_AIM OF THE TASK_
Search the records below for the word "cherry", then return every line where it appears.

_RECORDS TO USE_
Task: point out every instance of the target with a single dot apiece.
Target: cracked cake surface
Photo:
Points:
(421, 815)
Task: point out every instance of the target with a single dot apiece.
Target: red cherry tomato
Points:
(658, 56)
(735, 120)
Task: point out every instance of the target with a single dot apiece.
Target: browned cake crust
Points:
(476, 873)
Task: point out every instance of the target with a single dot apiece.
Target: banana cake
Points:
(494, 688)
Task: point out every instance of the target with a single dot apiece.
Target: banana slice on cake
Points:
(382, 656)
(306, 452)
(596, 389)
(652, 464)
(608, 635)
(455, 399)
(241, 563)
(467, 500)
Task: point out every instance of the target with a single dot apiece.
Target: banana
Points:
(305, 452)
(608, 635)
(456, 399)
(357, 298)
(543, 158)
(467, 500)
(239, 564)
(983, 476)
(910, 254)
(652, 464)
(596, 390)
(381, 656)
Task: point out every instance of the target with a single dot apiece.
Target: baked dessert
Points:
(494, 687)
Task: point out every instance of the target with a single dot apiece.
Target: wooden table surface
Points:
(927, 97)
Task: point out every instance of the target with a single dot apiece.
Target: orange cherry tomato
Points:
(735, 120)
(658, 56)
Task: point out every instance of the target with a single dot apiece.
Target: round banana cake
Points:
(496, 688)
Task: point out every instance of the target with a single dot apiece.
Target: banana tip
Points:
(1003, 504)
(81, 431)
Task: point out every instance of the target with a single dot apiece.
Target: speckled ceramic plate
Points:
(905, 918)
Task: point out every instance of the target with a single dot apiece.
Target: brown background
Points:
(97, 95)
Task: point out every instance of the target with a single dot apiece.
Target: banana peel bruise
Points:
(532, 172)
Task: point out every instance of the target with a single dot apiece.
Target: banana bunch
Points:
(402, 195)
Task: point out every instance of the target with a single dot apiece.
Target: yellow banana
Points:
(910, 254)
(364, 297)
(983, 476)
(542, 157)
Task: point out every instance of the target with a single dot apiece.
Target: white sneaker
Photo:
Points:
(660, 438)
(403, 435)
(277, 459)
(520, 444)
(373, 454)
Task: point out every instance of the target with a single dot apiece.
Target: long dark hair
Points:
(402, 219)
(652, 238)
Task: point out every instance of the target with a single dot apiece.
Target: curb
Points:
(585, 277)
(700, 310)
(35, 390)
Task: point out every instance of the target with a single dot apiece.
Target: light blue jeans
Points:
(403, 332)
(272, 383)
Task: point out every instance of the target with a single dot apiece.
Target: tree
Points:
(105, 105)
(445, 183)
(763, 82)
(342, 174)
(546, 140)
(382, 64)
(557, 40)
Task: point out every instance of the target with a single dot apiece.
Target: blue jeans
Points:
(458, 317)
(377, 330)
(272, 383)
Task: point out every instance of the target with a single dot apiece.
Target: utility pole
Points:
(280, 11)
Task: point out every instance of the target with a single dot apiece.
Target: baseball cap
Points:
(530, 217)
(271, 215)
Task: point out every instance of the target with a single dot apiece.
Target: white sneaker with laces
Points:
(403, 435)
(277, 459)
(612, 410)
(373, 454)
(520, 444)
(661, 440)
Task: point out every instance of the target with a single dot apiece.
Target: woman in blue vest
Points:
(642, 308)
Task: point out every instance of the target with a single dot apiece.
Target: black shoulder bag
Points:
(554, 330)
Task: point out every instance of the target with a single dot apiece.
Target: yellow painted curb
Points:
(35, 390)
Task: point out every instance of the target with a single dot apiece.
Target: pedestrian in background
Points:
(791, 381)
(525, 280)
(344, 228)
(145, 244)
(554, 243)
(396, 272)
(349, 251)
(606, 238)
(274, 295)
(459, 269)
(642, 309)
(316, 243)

_SOLUTION TO THE EXERCISE_
Target: red cherry tomato
Target: orange cherry tomato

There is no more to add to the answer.